* **What is needed**: The data must be given again in full, with no line altered.

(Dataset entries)
____________

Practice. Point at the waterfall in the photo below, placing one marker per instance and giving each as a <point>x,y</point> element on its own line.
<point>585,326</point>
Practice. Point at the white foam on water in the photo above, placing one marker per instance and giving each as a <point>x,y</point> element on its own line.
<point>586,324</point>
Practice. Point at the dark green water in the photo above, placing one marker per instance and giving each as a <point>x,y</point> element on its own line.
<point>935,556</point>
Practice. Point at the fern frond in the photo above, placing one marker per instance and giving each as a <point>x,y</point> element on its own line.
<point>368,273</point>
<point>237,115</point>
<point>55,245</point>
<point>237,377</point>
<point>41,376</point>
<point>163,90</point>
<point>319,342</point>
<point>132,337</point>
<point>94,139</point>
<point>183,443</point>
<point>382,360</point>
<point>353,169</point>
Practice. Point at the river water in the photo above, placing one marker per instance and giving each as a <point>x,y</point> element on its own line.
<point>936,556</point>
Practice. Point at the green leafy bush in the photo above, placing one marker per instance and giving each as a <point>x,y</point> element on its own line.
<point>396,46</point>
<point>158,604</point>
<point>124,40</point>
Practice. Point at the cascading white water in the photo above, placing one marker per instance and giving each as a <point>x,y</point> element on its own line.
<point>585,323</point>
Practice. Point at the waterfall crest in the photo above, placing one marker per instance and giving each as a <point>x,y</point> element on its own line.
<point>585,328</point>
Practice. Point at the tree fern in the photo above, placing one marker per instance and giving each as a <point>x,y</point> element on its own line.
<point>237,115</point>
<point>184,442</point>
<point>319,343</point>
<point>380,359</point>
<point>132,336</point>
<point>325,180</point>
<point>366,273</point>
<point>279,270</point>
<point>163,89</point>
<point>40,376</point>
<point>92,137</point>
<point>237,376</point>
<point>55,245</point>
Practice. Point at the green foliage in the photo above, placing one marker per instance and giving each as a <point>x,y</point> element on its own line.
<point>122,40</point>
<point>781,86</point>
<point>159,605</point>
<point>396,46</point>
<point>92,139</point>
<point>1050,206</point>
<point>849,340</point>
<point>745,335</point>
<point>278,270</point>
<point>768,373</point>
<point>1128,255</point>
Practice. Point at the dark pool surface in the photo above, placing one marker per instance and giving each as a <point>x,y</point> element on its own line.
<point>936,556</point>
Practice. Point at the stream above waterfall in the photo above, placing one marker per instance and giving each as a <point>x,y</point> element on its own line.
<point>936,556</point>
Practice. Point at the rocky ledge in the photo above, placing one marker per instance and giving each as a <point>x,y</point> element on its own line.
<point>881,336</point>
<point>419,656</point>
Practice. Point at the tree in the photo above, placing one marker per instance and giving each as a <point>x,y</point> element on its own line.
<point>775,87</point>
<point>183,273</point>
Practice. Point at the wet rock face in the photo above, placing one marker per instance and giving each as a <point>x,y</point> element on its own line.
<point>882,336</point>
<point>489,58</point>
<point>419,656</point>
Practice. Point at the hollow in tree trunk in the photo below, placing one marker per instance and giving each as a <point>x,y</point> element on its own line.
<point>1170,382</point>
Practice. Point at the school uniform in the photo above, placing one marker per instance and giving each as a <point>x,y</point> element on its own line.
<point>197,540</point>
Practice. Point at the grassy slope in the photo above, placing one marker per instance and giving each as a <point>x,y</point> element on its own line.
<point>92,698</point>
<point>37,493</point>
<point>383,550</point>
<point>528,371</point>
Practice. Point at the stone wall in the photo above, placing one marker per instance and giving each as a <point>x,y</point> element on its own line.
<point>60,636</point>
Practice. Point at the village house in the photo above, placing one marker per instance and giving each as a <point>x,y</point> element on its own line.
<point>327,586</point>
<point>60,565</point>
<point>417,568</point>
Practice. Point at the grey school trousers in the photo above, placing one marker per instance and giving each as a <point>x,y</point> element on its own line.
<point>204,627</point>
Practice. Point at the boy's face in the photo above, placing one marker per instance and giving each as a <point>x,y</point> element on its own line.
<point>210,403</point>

____________

* **Exercise answer**:
Practice. Point at the waterfall in the photo below, placing one marker per instance and giving each as a <point>x,y</point> element on its own line.
<point>585,326</point>
Practice. Point at the white foam on water in the photo above, placing one marker per instance and giving each as a <point>x,y</point> element on its own line.
<point>586,324</point>
Practice. Point at the dark green water in the photo above, placing one marker per instance and giving each as a <point>x,y</point> element on its own line.
<point>935,556</point>
Practice. Point at the fern frond in the photo above, placing one marker per instance and giving each as a <point>x,y</point> element on its own line.
<point>368,273</point>
<point>237,115</point>
<point>55,245</point>
<point>237,377</point>
<point>41,376</point>
<point>163,90</point>
<point>319,342</point>
<point>132,337</point>
<point>94,139</point>
<point>183,443</point>
<point>382,360</point>
<point>353,169</point>
Practice. Point at the river water in the photo above, placing one marker per instance and giving each as a <point>x,y</point> element on its own line.
<point>936,556</point>
Practice. Point at the green leafy bush in the photo above, placing one marker per instance and giving each as a <point>x,y</point> element on its own line.
<point>396,46</point>
<point>158,604</point>
<point>124,40</point>
Practice. Point at the cascading white water in the photo above, placing one marker per instance and giving each as a <point>x,y</point> element on its own line.
<point>585,323</point>
Practice. Point at the waterfall crest in the photo above, placing one marker per instance and giving each as a <point>x,y</point> element on its own line.
<point>585,328</point>
Practice. Point at the tree fern in the photo above, placing one marker per instance and giving each as a <point>x,y</point> element on its own line.
<point>237,115</point>
<point>184,442</point>
<point>319,343</point>
<point>380,359</point>
<point>132,336</point>
<point>325,180</point>
<point>366,273</point>
<point>279,270</point>
<point>163,89</point>
<point>40,376</point>
<point>92,137</point>
<point>237,376</point>
<point>55,245</point>
Practice. Point at the green foliage in the photo above, placing one marker per instance and giving each as a <point>x,y</point> element on its own line.
<point>122,40</point>
<point>781,86</point>
<point>159,605</point>
<point>396,46</point>
<point>92,139</point>
<point>1050,206</point>
<point>849,340</point>
<point>745,335</point>
<point>278,270</point>
<point>768,373</point>
<point>1128,255</point>
Practice. Point at the dark pool surface in the photo above, placing one marker per instance and giving each as a <point>x,y</point> element on its own line.
<point>936,556</point>
Practice. Point at the stream above waterfall in the photo above, placing one marker per instance and giving each as a <point>x,y</point> element on its own line.
<point>936,556</point>
Practice. Point at the rocky ledge in the photo above, placing one marker per instance and giving each as a <point>x,y</point> element on its own line.
<point>881,336</point>
<point>419,656</point>
Practice. Point at the tree in the photo above, placing one marker per instance and giving each as a <point>x,y</point> element on its own line.
<point>775,87</point>
<point>183,273</point>
Practice. Point at the wet rock face in the photo above, placing one marker per instance and giving each as a <point>x,y</point> element on its own line.
<point>882,336</point>
<point>489,58</point>
<point>419,656</point>
Practice. Point at the hollow in tree trunk in the photo below, placing one marker per instance and giving each as a <point>x,y</point> element on its own line.
<point>1170,382</point>
Practice. Point at the school uniform in the photo above, placing one marker per instance and giving each as a <point>x,y</point> element on its own line.
<point>197,540</point>
Practice. Point at the grassy slope in the photo above, placing one marker per instance and giving each as a <point>x,y</point> element on its own line.
<point>92,698</point>
<point>37,493</point>
<point>383,550</point>
<point>528,371</point>
Practice. Point at the stone wall in the photo above, placing one marker per instance and giving each as a <point>x,y</point> element on its own line.
<point>60,636</point>
Practice. Point at the village house in the photo above, placing one marker per instance and giving each as a <point>x,y</point> element on its own line.
<point>327,586</point>
<point>60,565</point>
<point>417,568</point>
Practice. Point at the grey school trousers in the photo above, placing one marker per instance and giving each as a <point>x,y</point> element on its own line.
<point>204,627</point>
Practice. Point at the boy's face in the photo above, placing one marker per instance and giving each as a <point>x,y</point> element on its own line.
<point>210,403</point>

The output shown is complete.